Source passage —

++++++

The People v. Anthony Lagano
Date Filed2022-12-13
Docket102
Cited0 times
StatusPublished
Full Opinion (html_with_citations)
State of New York OPINION
Court of Appeals This opinion is uncorrected and subject to revision
before publication in the New York Reports.
No. 102
The People &c.,
Appellant,
v.
Anthony Lagano,
Respondent.
Thomas B. Litsky, for appellant.
Peter E. Brill, for respondent.
RIVERA, J.:
The issue in this People’s appeal is whether the Appellate Term erroneously held
that the evidence was legally insufficient to establish defendant’s guilt of harassment in the
second degree beyond a reasonable doubt. We conclude that, viewing the evidence in the
light most favorable to the prosecution, it was legally sufficient to establish that defendant’s
-1-
-2- No. 102
statements to the victim that her children were going to get a bullet in their heads, and that
he was going to firebomb her home and kill her and her family were serious and
unequivocal threats of physical harm. Accordingly, we reverse.
I.
Defendant Anthony Lagano—a police officer at the time of the incident—was
convicted after a bench trial of harassment in the second degree under Penal
Law § 240.26 (1) based on statements he made during a telephone call with D.D., his
former intimate partner. Previously, the two were romantically involved for a year and had
briefly lived together when defendant informed her that he was going away for a counseling
program. For the next year and a half, D.D. did not see defendant but they stayed in contact
by telephone. The victim began to suspect that defendant had lied about the counseling
program when she saw him on television at a public event. She later found him at his ex-
girlfriend’s home. The relationship deteriorated from there.
At defendant’s bench trial, D.D. testified that thereafter she saw defendant on one
occasion drive by her home and stare at her. On another occasion, defendant called her,
cursed at her, and accused her of seeing someone else. When the two spoke on the phone
later that same night, D.D. recorded the heated conversation during which defendant
asserted that D.D. and her husband had been extorting defendant and that he would kill her
and her family.
The relevant portions of the phone transcription identify defendant as saying, in
pertinent part:
-2-
-3- No. 102
“I have all the receipts for [your husband], and I’m gonna bring
them to my job, I’m gonna show them the text messages
shaking me down for money. I’m gonna combine it and show
them that I’ve been extorted by you and him. He’s gonna get
arrested and lose his job.”

++++++

Supplied information —
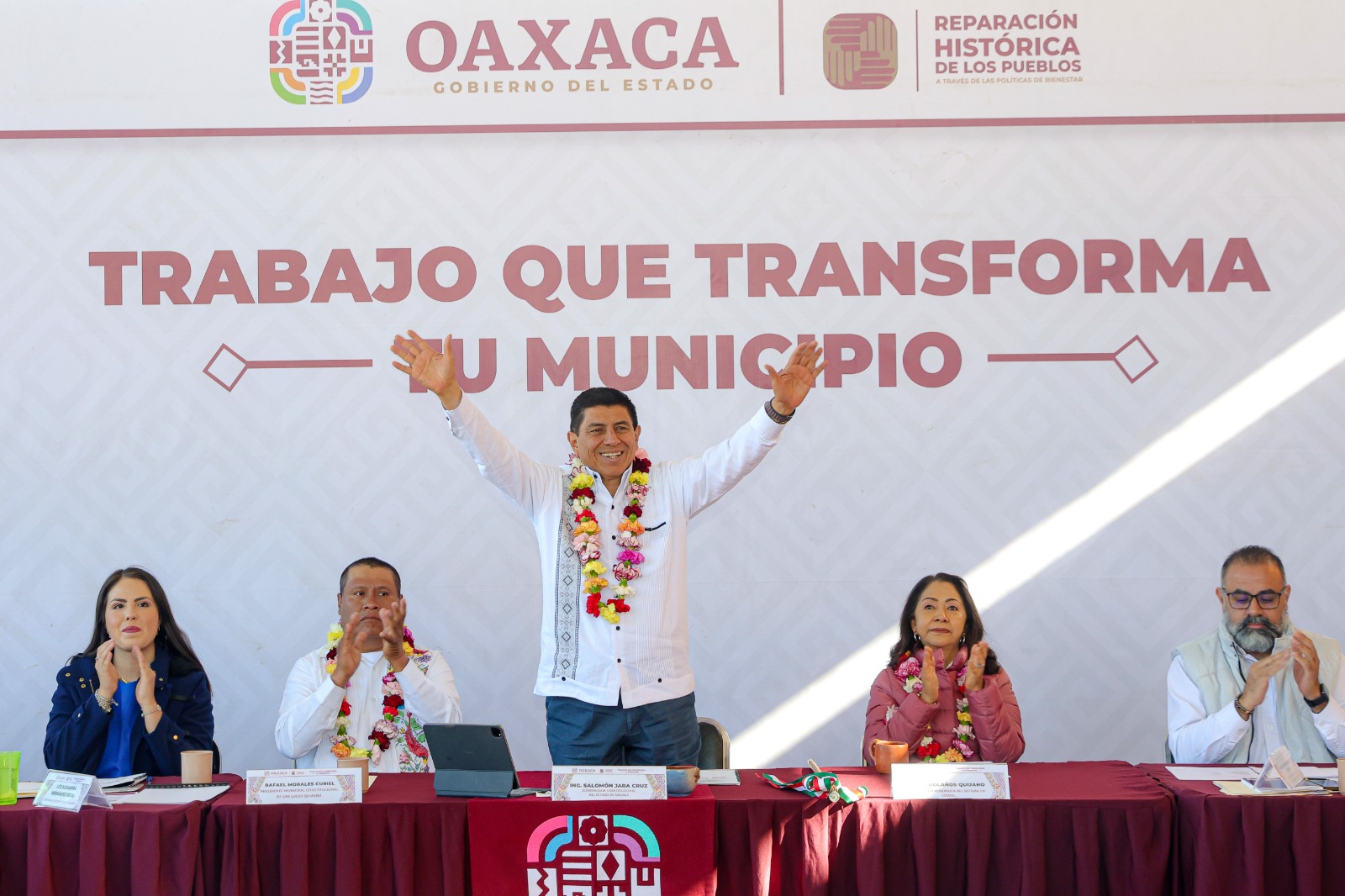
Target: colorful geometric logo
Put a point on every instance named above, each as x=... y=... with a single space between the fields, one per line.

++++++

Exercise tasks —
a – Transcribe the court opinion from "State of New" up to and including "Brill, for respondent.".
b – Using the court opinion, decide whether each statement is true, answering yes or no and quoting the words that settle it: (i) The defendant was convicted after a jury trial. (ii) The defendant and D.D. had been romantically involved for a year. (iii) The Court of Appeals affirmed the Appellate Term.
c – Answer from the court opinion:
(i) Who appeared for the appellant?
(ii) Under what statute was the defendant convicted?
(iii) Where did the victim see the defendant that made her suspect he had lied about the counseling program?

Replies —
a –
State of New York OPINION
Court of Appeals This opinion is uncorrected and subject to revision
before publication in the New York Reports.
No. 102
The People &c.,
Appellant,
v.
Anthony Lagano,
Respondent.
Thomas B. Litsky, for appellant.
Peter E. Brill, for respondent.

b –
(i) No: "convicted after a bench trial"
(ii) Yes: "the two were romantically involved for a year"
(iii) No: "Accordingly, we reverse."

c –
(i) Thomas B. Litsky
(ii) Penal Law § 240.26 (1)
(iii) On television at a public event